» Required work
Return the records below from the line containing "Every instance of the floured" onward, exactly, through and including the last line.

[Dataset excerpts on object pointing]
-*-

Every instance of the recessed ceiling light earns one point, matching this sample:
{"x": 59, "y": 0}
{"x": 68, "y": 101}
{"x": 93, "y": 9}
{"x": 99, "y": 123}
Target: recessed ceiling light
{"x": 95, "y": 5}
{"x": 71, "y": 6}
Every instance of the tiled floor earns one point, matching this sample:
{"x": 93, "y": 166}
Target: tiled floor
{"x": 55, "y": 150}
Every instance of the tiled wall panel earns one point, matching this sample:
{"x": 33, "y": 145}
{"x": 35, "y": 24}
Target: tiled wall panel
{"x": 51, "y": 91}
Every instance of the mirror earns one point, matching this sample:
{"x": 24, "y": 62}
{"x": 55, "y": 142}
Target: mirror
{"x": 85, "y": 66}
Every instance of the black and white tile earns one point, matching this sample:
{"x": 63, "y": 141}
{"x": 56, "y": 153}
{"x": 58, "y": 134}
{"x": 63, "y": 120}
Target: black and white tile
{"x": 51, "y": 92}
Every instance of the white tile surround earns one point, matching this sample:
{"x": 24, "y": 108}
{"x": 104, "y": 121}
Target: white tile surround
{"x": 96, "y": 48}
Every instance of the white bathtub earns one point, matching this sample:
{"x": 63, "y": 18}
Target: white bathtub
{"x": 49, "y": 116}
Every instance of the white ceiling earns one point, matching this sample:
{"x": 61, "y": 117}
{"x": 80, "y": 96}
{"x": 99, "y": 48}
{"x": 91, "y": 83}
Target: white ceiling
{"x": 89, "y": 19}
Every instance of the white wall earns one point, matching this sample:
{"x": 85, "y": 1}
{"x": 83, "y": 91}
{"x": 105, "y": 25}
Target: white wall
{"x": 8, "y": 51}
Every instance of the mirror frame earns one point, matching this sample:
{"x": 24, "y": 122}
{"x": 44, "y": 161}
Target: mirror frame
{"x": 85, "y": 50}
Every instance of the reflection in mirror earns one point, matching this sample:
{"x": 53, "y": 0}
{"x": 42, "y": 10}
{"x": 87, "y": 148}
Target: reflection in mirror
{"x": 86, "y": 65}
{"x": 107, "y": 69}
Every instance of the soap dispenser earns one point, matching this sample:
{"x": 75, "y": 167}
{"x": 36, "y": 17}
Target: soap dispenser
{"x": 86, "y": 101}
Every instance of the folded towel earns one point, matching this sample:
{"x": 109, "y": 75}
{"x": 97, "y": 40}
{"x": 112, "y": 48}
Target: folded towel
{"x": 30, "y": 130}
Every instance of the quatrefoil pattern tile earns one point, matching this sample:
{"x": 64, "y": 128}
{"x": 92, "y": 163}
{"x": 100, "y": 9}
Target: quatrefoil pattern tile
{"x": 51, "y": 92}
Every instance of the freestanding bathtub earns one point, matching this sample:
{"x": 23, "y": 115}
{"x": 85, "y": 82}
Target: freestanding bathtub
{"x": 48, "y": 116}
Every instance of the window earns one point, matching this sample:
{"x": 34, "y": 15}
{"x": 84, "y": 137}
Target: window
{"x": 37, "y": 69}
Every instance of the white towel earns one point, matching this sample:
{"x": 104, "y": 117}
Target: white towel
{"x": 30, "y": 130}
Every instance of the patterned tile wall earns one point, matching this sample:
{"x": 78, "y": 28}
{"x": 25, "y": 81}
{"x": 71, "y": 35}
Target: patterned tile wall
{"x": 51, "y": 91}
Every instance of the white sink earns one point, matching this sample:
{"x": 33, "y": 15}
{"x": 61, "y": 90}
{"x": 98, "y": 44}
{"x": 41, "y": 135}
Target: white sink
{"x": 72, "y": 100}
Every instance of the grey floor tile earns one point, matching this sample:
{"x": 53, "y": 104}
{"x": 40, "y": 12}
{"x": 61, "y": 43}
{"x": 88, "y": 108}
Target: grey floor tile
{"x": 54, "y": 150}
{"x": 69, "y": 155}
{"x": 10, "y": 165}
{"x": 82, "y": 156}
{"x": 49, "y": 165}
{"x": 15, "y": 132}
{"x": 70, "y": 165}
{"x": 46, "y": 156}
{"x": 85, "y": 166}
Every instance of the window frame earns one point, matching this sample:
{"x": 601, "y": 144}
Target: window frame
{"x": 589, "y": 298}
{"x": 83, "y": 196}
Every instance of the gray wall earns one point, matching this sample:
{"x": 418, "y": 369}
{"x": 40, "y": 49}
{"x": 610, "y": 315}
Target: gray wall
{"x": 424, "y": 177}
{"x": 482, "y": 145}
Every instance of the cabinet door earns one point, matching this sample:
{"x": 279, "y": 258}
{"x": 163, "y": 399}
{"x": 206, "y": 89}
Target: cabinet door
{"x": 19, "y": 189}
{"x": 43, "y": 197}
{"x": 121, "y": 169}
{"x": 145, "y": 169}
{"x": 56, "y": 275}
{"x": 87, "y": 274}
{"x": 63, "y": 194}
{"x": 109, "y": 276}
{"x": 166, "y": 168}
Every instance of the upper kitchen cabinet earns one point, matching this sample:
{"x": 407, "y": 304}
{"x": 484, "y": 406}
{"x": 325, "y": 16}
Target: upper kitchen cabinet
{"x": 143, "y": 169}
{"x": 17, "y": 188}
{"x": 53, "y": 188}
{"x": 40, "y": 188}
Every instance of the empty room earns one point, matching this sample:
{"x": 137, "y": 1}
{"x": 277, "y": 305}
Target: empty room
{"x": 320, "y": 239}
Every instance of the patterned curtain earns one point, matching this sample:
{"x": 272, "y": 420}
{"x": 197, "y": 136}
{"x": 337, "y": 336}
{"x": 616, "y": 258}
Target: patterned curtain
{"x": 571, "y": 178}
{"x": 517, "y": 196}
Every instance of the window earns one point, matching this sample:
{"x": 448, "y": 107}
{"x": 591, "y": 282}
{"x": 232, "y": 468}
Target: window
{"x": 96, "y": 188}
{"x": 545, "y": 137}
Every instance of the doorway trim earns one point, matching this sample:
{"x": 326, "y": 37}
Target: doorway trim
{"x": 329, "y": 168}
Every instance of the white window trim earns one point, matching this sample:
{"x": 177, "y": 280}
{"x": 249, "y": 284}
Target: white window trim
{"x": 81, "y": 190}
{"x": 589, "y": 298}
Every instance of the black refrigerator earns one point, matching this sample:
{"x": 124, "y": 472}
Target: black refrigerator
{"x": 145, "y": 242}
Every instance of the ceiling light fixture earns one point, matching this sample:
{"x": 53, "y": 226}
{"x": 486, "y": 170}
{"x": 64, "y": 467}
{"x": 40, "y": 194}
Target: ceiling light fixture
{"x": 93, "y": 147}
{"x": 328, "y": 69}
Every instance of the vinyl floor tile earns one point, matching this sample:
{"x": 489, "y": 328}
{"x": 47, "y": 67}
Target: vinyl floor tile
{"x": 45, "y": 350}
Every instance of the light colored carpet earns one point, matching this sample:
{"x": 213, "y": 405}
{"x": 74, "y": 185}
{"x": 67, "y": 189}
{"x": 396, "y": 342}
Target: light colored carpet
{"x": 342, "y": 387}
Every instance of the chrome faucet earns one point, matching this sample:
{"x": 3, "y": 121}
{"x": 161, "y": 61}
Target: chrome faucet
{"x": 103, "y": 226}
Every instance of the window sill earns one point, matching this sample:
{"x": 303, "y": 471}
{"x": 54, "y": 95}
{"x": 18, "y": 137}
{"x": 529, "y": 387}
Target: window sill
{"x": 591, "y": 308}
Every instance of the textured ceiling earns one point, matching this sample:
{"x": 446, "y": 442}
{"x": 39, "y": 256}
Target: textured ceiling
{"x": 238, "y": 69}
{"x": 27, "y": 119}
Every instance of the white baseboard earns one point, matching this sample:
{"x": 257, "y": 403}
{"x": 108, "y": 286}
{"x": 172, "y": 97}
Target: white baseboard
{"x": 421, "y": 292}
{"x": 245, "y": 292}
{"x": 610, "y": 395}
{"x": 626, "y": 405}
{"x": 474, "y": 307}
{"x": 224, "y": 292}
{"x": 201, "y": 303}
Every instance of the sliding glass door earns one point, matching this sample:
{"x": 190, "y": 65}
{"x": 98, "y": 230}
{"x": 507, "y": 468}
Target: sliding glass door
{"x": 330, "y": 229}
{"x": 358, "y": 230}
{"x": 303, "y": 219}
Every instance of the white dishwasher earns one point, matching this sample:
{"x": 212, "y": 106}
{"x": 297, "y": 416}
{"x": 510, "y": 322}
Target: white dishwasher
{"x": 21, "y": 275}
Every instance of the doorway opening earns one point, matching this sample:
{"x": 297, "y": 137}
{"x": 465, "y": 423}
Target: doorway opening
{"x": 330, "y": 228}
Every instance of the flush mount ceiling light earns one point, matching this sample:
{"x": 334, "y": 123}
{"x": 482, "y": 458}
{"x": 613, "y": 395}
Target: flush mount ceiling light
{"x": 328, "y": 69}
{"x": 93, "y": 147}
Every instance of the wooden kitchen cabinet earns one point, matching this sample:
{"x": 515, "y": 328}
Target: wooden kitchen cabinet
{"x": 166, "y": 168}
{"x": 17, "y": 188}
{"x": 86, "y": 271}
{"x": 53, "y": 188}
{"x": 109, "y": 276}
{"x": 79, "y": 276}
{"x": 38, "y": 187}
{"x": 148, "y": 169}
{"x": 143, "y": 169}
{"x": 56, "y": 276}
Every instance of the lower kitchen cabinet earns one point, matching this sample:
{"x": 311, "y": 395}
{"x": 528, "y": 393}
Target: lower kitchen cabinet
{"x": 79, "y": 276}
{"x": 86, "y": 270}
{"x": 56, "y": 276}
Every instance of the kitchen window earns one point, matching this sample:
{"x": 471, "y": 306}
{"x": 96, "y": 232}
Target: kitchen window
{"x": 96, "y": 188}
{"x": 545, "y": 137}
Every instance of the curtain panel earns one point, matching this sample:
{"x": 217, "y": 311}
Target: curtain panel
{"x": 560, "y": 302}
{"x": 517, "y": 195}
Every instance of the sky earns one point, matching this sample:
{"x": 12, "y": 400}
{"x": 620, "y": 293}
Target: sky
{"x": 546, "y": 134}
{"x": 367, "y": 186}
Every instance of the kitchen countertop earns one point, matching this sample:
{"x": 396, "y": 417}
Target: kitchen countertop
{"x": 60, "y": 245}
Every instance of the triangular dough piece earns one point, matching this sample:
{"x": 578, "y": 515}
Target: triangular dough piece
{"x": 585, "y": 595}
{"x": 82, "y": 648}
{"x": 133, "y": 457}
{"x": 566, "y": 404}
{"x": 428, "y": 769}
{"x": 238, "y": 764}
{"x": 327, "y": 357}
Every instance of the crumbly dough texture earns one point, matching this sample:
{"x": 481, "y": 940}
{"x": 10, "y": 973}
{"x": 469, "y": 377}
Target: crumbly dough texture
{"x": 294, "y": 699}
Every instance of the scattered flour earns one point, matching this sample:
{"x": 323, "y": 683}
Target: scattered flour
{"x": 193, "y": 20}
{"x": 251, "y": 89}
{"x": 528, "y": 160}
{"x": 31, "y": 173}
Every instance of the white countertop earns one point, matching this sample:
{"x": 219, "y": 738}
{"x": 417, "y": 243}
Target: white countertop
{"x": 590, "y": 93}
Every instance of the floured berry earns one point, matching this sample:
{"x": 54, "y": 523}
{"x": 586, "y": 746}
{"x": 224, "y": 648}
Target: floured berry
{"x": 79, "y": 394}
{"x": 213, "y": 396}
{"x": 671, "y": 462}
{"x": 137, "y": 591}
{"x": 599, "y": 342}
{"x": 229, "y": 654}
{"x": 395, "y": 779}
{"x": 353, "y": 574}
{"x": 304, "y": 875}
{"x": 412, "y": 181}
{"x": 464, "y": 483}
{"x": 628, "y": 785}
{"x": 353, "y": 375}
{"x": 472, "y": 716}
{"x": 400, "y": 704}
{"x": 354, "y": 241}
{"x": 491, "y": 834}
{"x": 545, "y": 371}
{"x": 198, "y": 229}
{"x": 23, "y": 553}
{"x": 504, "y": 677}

-*-

» Exercise output
Every instance of the floured berry earns one point, matching this sample:
{"x": 54, "y": 523}
{"x": 586, "y": 746}
{"x": 224, "y": 648}
Target: floured berry
{"x": 79, "y": 394}
{"x": 213, "y": 396}
{"x": 671, "y": 462}
{"x": 137, "y": 591}
{"x": 599, "y": 342}
{"x": 229, "y": 654}
{"x": 395, "y": 779}
{"x": 353, "y": 574}
{"x": 304, "y": 875}
{"x": 412, "y": 181}
{"x": 464, "y": 483}
{"x": 628, "y": 785}
{"x": 353, "y": 375}
{"x": 472, "y": 716}
{"x": 400, "y": 704}
{"x": 354, "y": 241}
{"x": 491, "y": 834}
{"x": 545, "y": 371}
{"x": 198, "y": 229}
{"x": 23, "y": 553}
{"x": 504, "y": 677}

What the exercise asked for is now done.